Top of Information given
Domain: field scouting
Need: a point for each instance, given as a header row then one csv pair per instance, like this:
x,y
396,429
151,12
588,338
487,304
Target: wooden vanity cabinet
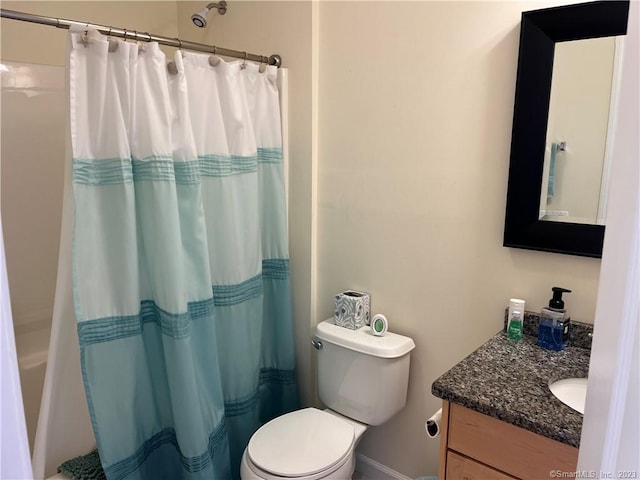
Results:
x,y
475,446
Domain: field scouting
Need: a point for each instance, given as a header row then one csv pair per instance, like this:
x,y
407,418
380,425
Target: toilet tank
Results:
x,y
362,376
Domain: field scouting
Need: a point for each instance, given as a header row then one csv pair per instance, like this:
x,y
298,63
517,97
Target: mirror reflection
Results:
x,y
580,131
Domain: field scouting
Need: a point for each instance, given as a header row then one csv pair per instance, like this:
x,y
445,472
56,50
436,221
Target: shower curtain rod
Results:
x,y
140,36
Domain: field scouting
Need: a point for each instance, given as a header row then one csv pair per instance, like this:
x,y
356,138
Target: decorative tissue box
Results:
x,y
353,309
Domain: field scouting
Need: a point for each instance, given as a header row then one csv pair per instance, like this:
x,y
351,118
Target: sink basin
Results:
x,y
571,392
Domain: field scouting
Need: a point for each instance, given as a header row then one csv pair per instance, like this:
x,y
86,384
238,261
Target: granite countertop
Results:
x,y
510,381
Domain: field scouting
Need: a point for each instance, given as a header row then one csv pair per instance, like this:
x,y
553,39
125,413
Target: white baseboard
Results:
x,y
371,469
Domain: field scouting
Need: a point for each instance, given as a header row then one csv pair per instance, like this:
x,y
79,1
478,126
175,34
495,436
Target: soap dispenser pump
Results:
x,y
553,332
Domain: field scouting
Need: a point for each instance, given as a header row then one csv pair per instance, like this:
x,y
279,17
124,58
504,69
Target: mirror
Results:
x,y
542,33
580,130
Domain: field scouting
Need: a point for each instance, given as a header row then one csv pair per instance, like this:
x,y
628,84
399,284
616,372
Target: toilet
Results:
x,y
362,379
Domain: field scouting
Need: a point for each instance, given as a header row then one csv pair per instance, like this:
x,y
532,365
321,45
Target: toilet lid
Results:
x,y
301,443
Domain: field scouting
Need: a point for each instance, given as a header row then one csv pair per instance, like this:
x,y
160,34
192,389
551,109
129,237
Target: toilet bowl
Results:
x,y
312,444
362,379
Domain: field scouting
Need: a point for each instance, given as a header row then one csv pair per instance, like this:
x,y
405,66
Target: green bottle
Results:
x,y
514,329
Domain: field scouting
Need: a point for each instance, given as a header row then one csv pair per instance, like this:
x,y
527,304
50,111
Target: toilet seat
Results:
x,y
301,444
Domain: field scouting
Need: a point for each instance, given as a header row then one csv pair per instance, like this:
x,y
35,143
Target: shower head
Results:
x,y
199,19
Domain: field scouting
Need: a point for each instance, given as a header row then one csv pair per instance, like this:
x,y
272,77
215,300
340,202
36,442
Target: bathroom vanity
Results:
x,y
499,418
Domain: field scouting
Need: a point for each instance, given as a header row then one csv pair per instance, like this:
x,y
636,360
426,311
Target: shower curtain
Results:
x,y
180,263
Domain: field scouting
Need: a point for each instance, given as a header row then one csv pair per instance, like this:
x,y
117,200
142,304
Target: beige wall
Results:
x,y
416,104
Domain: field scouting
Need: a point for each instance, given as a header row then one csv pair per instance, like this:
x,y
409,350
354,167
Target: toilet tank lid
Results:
x,y
390,345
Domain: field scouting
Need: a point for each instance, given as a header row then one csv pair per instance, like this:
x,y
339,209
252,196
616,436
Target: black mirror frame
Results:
x,y
540,31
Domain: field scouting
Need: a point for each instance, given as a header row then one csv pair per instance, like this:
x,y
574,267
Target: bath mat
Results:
x,y
85,467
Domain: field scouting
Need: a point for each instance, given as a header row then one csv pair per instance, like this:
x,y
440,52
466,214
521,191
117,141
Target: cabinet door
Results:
x,y
463,468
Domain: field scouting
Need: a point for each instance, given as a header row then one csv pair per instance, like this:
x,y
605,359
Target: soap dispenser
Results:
x,y
553,332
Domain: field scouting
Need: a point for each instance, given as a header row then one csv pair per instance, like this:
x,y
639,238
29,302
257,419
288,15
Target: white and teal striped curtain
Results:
x,y
180,263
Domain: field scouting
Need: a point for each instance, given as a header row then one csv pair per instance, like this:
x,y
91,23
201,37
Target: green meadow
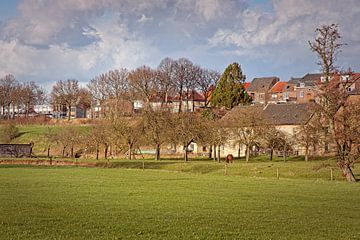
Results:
x,y
117,203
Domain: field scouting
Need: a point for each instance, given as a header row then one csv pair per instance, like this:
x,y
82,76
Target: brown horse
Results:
x,y
229,158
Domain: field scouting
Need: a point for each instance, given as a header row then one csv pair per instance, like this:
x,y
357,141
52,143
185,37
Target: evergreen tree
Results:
x,y
230,90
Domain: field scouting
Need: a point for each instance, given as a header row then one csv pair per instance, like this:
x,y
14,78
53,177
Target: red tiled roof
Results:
x,y
246,85
278,87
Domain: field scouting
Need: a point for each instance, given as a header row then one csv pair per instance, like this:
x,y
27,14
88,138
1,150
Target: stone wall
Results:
x,y
15,150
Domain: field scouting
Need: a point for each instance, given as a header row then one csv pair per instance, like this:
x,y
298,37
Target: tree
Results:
x,y
66,93
157,128
99,135
166,72
143,82
207,79
272,139
187,128
309,135
247,128
8,133
230,90
31,94
8,86
326,46
334,107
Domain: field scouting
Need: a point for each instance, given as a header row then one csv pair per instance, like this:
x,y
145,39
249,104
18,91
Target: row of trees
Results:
x,y
172,78
16,97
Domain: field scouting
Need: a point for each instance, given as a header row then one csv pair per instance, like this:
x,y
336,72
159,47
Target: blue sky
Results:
x,y
46,41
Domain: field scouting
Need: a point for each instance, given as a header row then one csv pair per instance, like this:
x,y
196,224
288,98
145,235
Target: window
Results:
x,y
286,96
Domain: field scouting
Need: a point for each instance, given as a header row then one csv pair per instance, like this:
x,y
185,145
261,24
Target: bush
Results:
x,y
8,133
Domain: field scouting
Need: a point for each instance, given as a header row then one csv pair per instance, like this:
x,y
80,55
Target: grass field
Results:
x,y
112,203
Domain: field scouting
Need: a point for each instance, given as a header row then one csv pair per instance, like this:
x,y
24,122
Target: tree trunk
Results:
x,y
214,152
72,152
348,174
69,112
130,151
97,153
247,154
219,153
157,154
63,153
106,151
186,153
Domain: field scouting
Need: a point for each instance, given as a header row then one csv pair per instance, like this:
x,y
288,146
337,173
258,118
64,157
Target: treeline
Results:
x,y
16,97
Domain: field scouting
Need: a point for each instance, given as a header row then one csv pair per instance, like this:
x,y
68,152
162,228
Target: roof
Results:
x,y
288,114
278,87
311,79
294,80
189,96
247,85
275,114
262,85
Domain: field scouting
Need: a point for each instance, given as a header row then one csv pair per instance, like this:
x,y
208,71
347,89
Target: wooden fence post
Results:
x,y
331,174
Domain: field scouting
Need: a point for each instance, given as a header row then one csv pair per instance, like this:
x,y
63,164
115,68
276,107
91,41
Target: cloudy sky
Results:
x,y
49,40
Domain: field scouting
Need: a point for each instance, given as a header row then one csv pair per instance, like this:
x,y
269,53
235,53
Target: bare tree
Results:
x,y
272,139
337,112
247,128
187,128
326,45
8,86
166,71
309,136
66,93
157,128
207,78
143,82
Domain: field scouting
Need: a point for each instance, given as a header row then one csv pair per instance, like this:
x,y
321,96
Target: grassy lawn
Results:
x,y
35,133
113,203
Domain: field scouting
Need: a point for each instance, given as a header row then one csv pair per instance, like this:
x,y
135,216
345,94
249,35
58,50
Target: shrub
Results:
x,y
8,133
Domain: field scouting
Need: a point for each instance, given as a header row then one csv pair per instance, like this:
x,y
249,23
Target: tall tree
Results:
x,y
166,71
206,80
326,45
230,90
8,86
66,93
338,113
143,83
157,128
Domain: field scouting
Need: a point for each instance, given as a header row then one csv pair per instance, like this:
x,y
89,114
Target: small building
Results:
x,y
16,150
259,89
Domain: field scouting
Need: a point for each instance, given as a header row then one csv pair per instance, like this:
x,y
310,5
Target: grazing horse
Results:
x,y
229,158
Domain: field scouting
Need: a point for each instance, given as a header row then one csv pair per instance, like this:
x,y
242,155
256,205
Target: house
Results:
x,y
259,89
190,101
306,87
287,118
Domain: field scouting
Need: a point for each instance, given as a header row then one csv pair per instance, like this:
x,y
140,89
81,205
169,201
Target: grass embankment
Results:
Bottom of Information given
Show all lines above holding "vanity".

== Expected output ==
Target: wooden vanity cabinet
Target: bathroom vanity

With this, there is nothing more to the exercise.